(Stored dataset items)
▽

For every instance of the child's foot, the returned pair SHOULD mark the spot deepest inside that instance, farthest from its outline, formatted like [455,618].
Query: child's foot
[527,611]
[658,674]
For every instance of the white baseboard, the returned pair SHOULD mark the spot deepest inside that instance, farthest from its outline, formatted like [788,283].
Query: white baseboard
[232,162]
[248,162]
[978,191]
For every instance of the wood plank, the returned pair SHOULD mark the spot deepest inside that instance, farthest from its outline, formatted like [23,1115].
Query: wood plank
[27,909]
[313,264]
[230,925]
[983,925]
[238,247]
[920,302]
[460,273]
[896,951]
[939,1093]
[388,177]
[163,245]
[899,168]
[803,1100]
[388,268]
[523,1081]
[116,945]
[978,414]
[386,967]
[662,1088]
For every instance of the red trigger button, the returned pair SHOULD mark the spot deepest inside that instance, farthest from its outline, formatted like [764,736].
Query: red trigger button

△

(TASK BRIEF): Rewrite the data above in full, requests included, and adjust every coordinate in the answers by adding -141 to it. Leave the numbers in the requests and their format samples unchanged.

(SOLUTION TO THE EXERCISE):
For every instance of the child's foot, the returned pair SHOULD mark the spot deepest inside that instance, farthest from its outline, formatted like [455,618].
Query: child's foot
[386,470]
[517,533]
For every instance of the white baseboard, the returned pair SHOULD mark the spot deepest inside that instance, farthest from its outline, formatted like [788,283].
Query: white baseboard
[91,21]
[107,21]
[837,50]
For every instance of the wood plank, the returned pair SHOULD mark the spot deepest inside that instance, farthest from its outline, formatted like [23,1115].
Query: wood plank
[-114,768]
[172,123]
[89,784]
[842,784]
[97,106]
[779,161]
[319,132]
[755,810]
[798,952]
[247,36]
[22,104]
[758,27]
[662,959]
[247,127]
[382,940]
[-25,804]
[837,273]
[245,826]
[521,947]
For every instance of the red trigger button, the returned pair SHOULD mark the spot deepest inside that instance, farthest from its outline, formatted like [764,736].
Query: red trigger button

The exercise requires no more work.